__Data supplied__.

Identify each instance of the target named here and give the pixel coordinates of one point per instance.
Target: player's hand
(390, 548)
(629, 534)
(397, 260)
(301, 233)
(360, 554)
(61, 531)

__Requirement__. In full and without alteration, retype the entries above.

__Solved problem__.
Identify each instance of the target named here and give the pixel coordinates of one point per instance.
Target: player's hand
(390, 548)
(629, 534)
(397, 260)
(301, 233)
(360, 554)
(61, 531)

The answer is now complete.